◆ **Task to carry out**: Begin with the line holding "Each instance receives exactly one keypoint. Mark the dirt", then print every line after it through the end of the data, exactly and with nothing added.

◆ **Input for this task**:
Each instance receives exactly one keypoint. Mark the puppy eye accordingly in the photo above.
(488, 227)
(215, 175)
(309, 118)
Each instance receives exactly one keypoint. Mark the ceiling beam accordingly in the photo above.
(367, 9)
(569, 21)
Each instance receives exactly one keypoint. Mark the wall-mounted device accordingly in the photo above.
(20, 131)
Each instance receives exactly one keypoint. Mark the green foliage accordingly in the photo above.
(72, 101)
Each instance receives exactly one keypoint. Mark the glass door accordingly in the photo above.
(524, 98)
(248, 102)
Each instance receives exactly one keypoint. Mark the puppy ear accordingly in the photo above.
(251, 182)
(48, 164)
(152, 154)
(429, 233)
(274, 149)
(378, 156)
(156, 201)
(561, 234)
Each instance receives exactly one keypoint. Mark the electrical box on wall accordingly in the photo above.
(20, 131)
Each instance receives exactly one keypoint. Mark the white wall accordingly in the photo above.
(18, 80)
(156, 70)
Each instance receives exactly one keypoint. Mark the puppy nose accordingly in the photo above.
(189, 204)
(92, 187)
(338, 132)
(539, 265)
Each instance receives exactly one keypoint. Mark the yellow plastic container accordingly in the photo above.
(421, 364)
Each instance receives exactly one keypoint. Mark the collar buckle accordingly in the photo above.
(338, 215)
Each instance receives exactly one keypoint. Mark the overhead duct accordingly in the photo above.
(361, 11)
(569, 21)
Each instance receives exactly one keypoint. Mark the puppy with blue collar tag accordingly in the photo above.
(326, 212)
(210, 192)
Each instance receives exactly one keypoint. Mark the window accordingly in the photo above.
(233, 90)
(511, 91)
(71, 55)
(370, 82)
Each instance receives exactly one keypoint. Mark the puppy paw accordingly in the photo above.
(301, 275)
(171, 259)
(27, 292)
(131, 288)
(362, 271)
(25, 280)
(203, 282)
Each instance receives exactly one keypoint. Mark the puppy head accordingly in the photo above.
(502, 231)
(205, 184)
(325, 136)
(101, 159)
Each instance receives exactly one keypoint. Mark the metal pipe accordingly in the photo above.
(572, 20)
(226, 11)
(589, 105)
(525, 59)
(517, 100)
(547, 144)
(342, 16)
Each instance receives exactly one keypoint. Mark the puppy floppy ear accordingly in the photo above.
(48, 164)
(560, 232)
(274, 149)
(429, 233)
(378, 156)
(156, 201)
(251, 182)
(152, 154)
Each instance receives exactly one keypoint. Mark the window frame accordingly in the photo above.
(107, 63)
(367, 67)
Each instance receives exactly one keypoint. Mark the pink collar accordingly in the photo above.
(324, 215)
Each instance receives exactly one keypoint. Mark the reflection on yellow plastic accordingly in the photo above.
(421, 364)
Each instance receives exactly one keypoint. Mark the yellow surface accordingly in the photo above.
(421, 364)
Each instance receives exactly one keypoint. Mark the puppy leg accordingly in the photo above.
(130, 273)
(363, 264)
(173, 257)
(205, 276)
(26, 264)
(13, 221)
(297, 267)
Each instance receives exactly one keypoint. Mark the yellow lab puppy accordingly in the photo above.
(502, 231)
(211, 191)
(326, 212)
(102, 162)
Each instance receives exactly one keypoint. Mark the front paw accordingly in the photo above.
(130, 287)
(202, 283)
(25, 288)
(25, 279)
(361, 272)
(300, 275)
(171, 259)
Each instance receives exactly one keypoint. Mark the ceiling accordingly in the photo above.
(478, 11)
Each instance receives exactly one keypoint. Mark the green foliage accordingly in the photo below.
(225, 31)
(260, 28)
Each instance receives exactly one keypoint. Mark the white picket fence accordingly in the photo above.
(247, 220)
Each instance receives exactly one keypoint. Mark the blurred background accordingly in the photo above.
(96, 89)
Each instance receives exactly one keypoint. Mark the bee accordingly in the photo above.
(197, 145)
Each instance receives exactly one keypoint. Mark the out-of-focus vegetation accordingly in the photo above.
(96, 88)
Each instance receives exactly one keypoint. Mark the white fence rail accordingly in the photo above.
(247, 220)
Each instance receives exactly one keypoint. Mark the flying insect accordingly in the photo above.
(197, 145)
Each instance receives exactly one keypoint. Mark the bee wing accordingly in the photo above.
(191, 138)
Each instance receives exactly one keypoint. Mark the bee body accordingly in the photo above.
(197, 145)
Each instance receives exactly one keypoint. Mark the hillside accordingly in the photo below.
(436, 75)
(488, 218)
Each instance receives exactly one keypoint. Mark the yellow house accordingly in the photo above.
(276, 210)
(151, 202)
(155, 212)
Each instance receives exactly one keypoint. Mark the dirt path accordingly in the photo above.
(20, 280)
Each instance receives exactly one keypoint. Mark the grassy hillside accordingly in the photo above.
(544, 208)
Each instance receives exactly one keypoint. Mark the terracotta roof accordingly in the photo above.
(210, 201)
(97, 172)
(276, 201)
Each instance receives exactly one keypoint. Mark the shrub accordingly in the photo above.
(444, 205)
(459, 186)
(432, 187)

◆ **Answer space**:
Each instance receives exactly one keypoint. Mark the dirt path accordingly in the photo above.
(20, 280)
Each instance receives exactly one keypoint. Mark the grassy hillside accordingly in the photo above.
(544, 208)
Each instance receives exactly one keypoint. Mark the terracotta roof accordingly in the photo above.
(210, 201)
(97, 172)
(276, 201)
Each instance receives exactly one keypoint. Mark the shrub accordingly in the photo above.
(444, 205)
(459, 186)
(432, 187)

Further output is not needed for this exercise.